◆ Problem description ◆
Can you copy out every one of the records below word for word, omitting the pictures?

+ + + + + + +

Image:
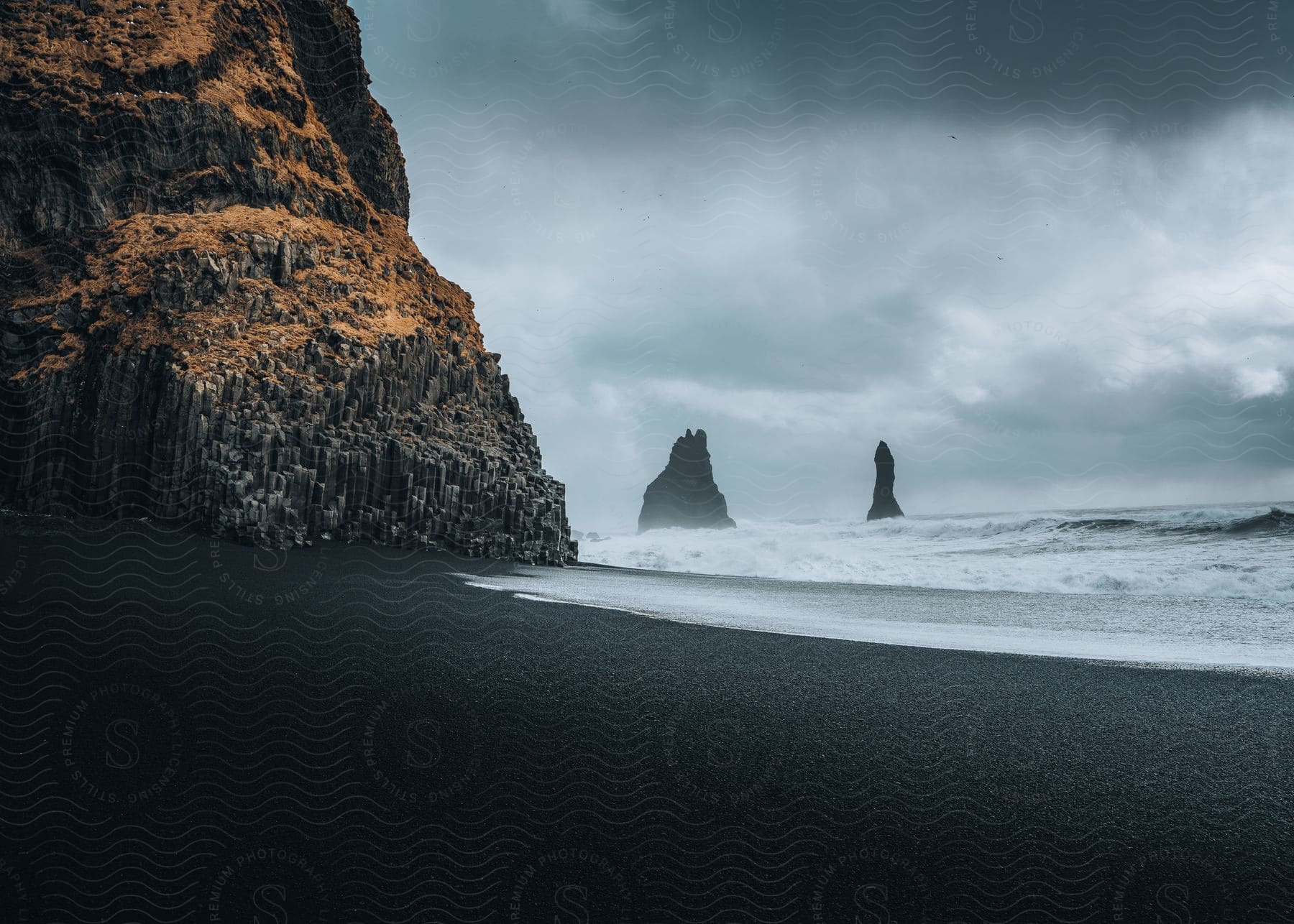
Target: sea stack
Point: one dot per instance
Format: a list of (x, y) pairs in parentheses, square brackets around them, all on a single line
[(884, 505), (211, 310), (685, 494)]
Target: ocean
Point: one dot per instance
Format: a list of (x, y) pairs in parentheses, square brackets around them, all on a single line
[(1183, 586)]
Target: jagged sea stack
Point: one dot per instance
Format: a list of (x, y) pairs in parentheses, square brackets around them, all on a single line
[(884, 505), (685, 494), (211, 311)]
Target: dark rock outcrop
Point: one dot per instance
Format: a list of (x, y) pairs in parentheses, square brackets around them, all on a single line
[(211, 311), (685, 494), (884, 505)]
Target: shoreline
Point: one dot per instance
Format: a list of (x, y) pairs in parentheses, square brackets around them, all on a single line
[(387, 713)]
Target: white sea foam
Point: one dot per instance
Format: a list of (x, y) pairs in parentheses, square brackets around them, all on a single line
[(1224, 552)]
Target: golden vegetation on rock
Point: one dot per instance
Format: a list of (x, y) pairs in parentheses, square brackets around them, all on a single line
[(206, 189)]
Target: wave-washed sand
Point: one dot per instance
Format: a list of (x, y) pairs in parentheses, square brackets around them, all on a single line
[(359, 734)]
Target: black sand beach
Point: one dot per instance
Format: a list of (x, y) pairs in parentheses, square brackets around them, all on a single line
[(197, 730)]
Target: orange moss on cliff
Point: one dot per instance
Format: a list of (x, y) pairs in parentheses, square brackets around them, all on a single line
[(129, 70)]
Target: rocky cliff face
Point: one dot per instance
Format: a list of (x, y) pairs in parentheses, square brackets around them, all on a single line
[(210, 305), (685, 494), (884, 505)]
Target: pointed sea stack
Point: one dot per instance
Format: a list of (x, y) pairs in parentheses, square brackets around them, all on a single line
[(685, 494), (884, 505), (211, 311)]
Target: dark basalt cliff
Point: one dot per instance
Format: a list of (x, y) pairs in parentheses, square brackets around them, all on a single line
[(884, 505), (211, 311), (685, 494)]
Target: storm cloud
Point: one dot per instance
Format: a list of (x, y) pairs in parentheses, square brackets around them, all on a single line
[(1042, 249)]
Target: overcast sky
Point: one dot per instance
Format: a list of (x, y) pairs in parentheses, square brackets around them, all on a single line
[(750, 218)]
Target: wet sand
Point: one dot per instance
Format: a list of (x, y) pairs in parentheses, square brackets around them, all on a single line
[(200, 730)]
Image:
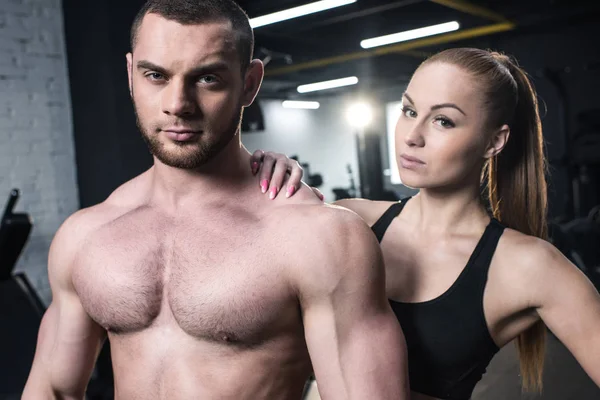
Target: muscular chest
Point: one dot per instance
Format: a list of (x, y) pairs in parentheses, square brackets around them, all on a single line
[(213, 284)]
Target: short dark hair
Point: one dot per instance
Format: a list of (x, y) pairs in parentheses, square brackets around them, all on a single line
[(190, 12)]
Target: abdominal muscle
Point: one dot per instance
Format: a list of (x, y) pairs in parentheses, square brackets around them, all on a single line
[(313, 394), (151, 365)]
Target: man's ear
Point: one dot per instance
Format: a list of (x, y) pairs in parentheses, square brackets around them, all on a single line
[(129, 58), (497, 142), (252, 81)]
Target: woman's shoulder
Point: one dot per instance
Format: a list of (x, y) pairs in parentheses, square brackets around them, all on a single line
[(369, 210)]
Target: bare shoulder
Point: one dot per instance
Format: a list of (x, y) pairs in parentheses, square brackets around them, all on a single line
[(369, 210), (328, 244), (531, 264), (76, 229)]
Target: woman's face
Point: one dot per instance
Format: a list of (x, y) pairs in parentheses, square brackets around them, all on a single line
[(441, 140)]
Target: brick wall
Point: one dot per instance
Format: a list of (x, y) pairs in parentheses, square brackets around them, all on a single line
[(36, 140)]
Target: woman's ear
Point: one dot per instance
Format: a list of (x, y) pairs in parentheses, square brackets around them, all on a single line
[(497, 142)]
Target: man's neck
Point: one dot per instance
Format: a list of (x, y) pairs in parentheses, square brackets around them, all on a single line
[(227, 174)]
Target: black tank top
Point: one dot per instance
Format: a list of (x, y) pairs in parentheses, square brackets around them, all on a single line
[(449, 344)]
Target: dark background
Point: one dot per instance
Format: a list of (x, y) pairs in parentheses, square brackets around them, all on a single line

+ + + + + + +

◆ Solution ◆
Image:
Target: sea stack
Point: one dot per instance
Format: a list of (x, y) pairs in parentheses, square brackets around them, all on a single line
[(884, 505), (211, 310), (685, 494)]
Target: ocean
Point: one dot per instance
Format: a list of (x, y) pairs in parentheses, square brackets around them, all on a single line
[(1183, 586)]
Target: jagged sea stack
Point: one dot per instance
Format: a list of (x, y) pairs in parentheses, square brackets around them, all on a single line
[(884, 505), (685, 494), (211, 311)]
Target: dark rock outcrop
Point: one dot per instance
Format: a list of (x, y) pairs in parentheses, square brackets around them, all on a single line
[(211, 311), (685, 494), (884, 505)]
Target: shoreline
Point: one dot per instance
Format: a list of (x, y) pairs in parentheses, square brackets around them, all on a single line
[(387, 713)]
Target: white sea foam
Point: one dot per instance
Format: a list of (x, y) pairs in parentheses, square brackets around them, all on a single line
[(1224, 552)]
Target: golden vegetation on rock
Point: one dot per instance
Format: a list of (x, y) pairs in parentheses, square brackets around them, all on a single line
[(206, 189)]
Target: wave-washed sand
Point: one dot per instance
Format: a list of (x, y) pairs in parentheses, square brackets around them, all on a single line
[(359, 734)]
Target: black sand beach
Point: one dot per instance
Format: a list of (x, y) pairs in parentheses, square brackets around them, all on a single line
[(197, 730)]
Target: orange moss on cliff
Point: one dot per instance
Format: a list of (x, y) pairs in parentheses, square brackets around them, all on a single line
[(129, 70)]
Target: rocky cliff face
Point: one dot per instance
Format: a list of (x, y) pairs in parentheses, square brackets around them, all on a single line
[(210, 305), (685, 494), (884, 505)]
Target: pointed sea stack
Point: one dot per instance
Format: a list of (x, y) pairs in parentheses, square brackets around them, all on a single line
[(685, 494), (884, 505), (211, 311)]
Target: dark basalt cliff
Point: one dot per instance
Format: a list of (x, y) pairs in parentheses, square brackets around them, all on a single line
[(884, 505), (211, 311), (685, 494)]
Target: storm cloud
Point: one dot per instance
Format: a list of (x, y) pairs in parentheses, square brackets around them, all on a single line
[(1042, 249)]
Target: overcast sky
Point: one dot per instance
Format: a list of (x, y) pairs in parentheses, square brackets around them, all on a single line
[(750, 218)]
Target: wet sand
Point: one dot per instance
Format: a list of (x, y) pairs in parentheses, square brackets around them, all on a single line
[(200, 730)]
Image:
Target: muscular chest
Point: one dot per instance
Format: a list of (x, y) pairs in parentheses, square brackets around them, all on a single line
[(213, 284)]
Target: short dark hair
Point: one dot per instance
Format: a list of (x, y) pairs in parentheses, square brackets around them, all on a single line
[(190, 12)]
Target: abdominal muscle
Point: one dot per instance
Format: a list of (x, y) pairs in parentheses, square brackets around them, all on a single line
[(313, 394), (151, 365)]
Target: man's ear
Point: one dot per instance
Format: a list of (x, y) pairs in parentheses, square brackets around them, all on a single line
[(129, 58), (497, 142), (252, 81)]
Target: woman's shoulder
Point: one dot per instance
Format: a list of (x, y) pairs in parentheses, square brackets around them, all on a single line
[(369, 210)]
Target: bare shoulder
Point: one dot per instance
Format: a list of (x, y) pairs in parentheses, square brackets around them, all on a single line
[(369, 210), (328, 244), (531, 264), (76, 229)]
Target: woman's face
Point: one dot per instance
Format: a list of (x, y) pairs in parentheses, square brackets around them, all on a single line
[(441, 140)]
Target: brick wall
Point: one dot per instance
Format: a list of (x, y) pairs in parentheses, square brackets around them, all on a single line
[(36, 140)]
Target: woman's ear
Point: one dot per instance
Format: a list of (x, y) pairs in parentheses, square brackets around them, all on a single line
[(497, 142)]
Target: man's neck
Point: one dot per instance
Format: a list of (x, y) pairs in parentheses, square brackets around them, all on a single line
[(227, 174)]
Target: black tank top
Point: one dot per instance
Format: a list of (x, y) pairs in parentheses, square brackets around them, all on a single line
[(449, 344)]
Target: dark background
Point: one dot per instance
Format: a list of (x, y) pairs in parentheses, square brackets around them, all on a single line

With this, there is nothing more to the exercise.